| WORK ORDER 1 |
In the text on Texas malpractice laws, how much did the 2003 legislation cap non-economic damages at?
| WORK ORDER 2 |
What provisions of the 2003 Texas legislation does the text on Texas malpractice laws describe? List them all.
| WORK ORDER 3 |
Repeat the text on Texas malpractice laws from "Texas Laws Hinder" to "above the knee.".

| EXCERPTED TEXT |
= Beginning of Section =

Texas Laws Hinder Medical Malpractice Lawsuits
The Texas Tribune recently reported a troubling case of medical malpractice. Connie Spears went to a Christus Santa Rosa hospital emergency room in 2010, with serious leg pain; she told the hospital staff about her history of blood clots, but they sent her home with a much lighter diagnosis. A few days later, Spears was brought by ambulance to a different hospital: she was swollen and delusional, and doctors discovered a severe clot and extensive tissue damage. To save her life, they amputated both of her legs above the knee.
Almost three years after all this, Ms. Spears says she is a victim not of both medical mistake and Texas’ tort reform laws, which are hindering her malpractice suit. In 2003, lawmakers in Texas passed legislation that caps medical malpractice non-economic damages at $250,000, and set a “willful and wanton” negligence standard (of intentional harm to patients) for emergency care. The law also requires plaintiffs to find a practicing or teaching physician in the same medical specialty as the defendant, to serve as an expert witness and to show evidence of negligence before a trial. Under this new rule, if plaintiffs can’t produce sufficient expert reports inside 120 days of filing their cases, they’re liable for the defendants’ legal fees.

= End of Section =

| COLLECTED DATA |
= Beginning of Section =

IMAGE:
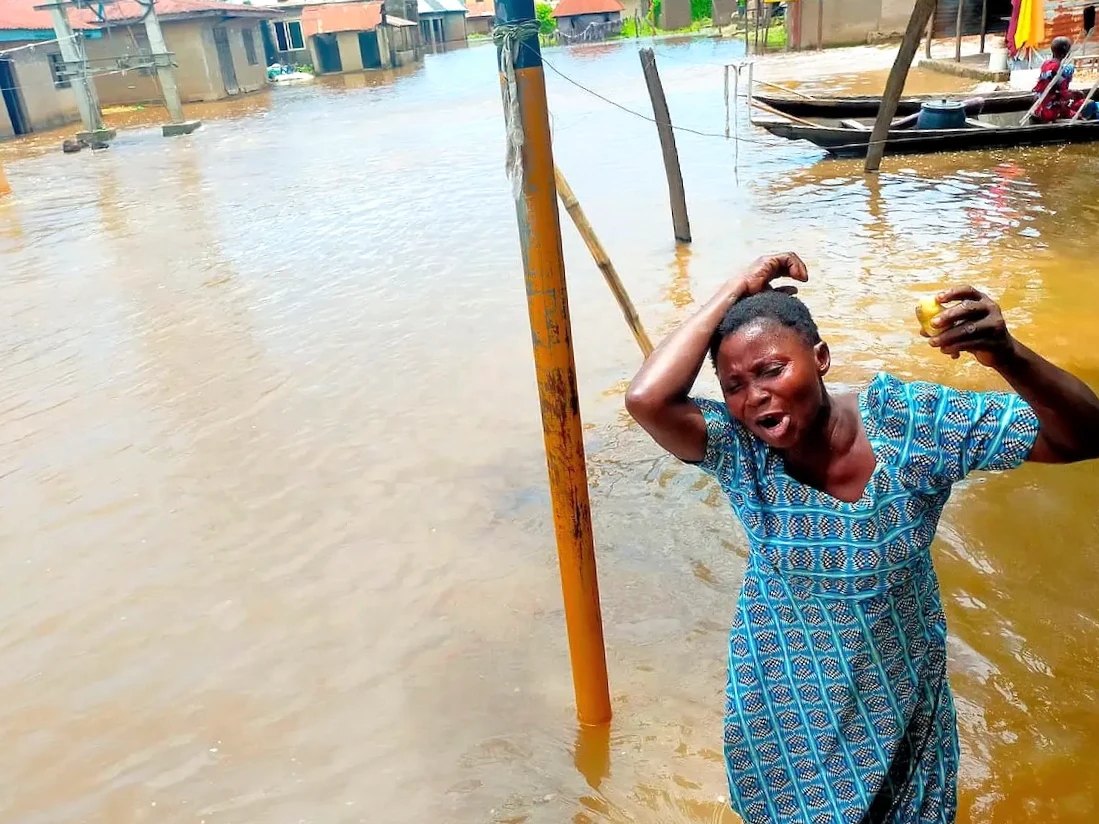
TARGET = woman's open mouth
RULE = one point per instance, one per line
(774, 425)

= End of Section =

| RESPONSE BOX 1 |
$250,000

| RESPONSE BOX 2 |
- A cap of $250,000 on medical malpractice non-economic damages
- A "willful and wanton" negligence standard (intentional harm to patients) for emergency care
- A requirement that plaintiffs find a practicing or teaching physician in the defendant's medical specialty to serve as an expert witness and show evidence of negligence before trial
- Liability for the defendants' legal fees if plaintiffs can't produce sufficient expert reports within 120 days of filing

| RESPONSE BOX 3 |
Texas Laws Hinder Medical Malpractice Lawsuits
The Texas Tribune recently reported a troubling case of medical malpractice. Connie Spears went to a Christus Santa Rosa hospital emergency room in 2010, with serious leg pain; she told the hospital staff about her history of blood clots, but they sent her home with a much lighter diagnosis. A few days later, Spears was brought by ambulance to a different hospital: she was swollen and delusional, and doctors discovered a severe clot and extensive tissue damage. To save her life, they amputated both of her legs above the knee.